[Problem requirements] Can you reproduce every one of the entries below word for word, leaving the picture out of your answer?

Entries from a data source
/---

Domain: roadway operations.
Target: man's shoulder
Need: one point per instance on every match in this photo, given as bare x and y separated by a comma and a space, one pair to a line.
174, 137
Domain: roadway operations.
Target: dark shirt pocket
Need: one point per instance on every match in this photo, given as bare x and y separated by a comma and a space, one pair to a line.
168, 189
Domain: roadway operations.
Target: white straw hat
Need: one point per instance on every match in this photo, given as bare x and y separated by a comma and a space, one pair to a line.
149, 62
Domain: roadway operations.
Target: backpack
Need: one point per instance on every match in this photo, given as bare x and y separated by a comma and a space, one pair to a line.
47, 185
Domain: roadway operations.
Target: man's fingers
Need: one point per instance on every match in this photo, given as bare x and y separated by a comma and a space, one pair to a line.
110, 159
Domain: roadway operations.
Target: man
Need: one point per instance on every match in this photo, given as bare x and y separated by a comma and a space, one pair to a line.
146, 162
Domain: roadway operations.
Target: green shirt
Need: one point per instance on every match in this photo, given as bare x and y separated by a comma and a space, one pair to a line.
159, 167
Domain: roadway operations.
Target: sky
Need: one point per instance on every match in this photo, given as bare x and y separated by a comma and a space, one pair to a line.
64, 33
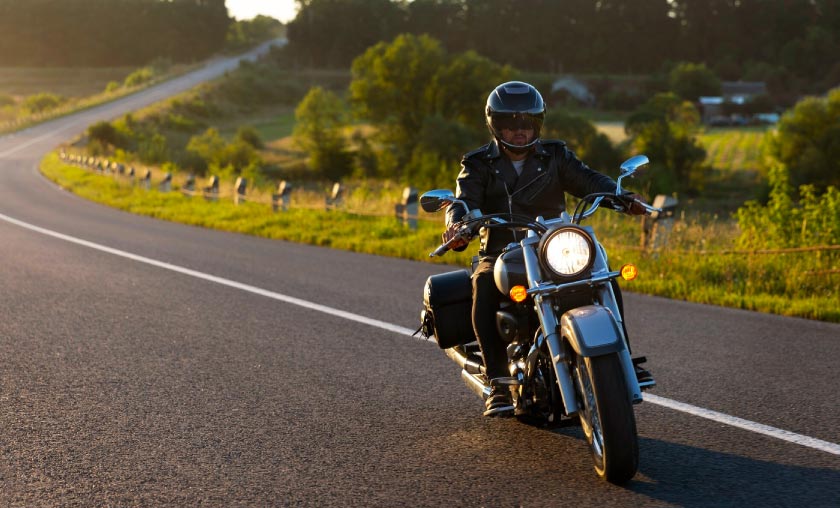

\---

[Complete output]
Domain: roadway operations.
Target: man's shoulder
Need: one point per instance on every match in this photo, given as bare x and y separated by a comma and a space, one pair to a line.
174, 137
Domain: roadway operations.
Target: dark shirt pocket
Need: one point per instance on every match in this photo, given as bare x and y separated by a comma and a space, one pair to a line.
168, 189
Domain: roadway operations.
Target: white straw hat
Need: one point per instance on every match in this photo, given as bare x and y separated by a comma and a space, one pair to a line.
149, 62
Domain: roadway operations.
Target: backpack
Need: one point per instance on every match in this photo, given as bare x and y separated by a comma and a space, one pair to a line.
47, 185
Domain: roadway operations.
Target: man's fingers
Need: one point per instance on every match in this photo, given as bare x and y separated by a comma and a space, one pair to a line.
110, 159
Domain: roadway operations.
Target: man
Need: one point per instance on every match in this photo, given as bare x and y separated by a comma and a space, one pair to a line.
146, 162
Domain: roadway operations.
Target: green shirt
Need: one point per instance on every match in this photo, given as bare x and y separated by a comma and a space, one pair to a line.
159, 167
Domain: roadway operations.
Target: sky
Need: one point per instance on every match in this photo, given as bare x and y separated by a comma and a space, one pair to a line.
64, 33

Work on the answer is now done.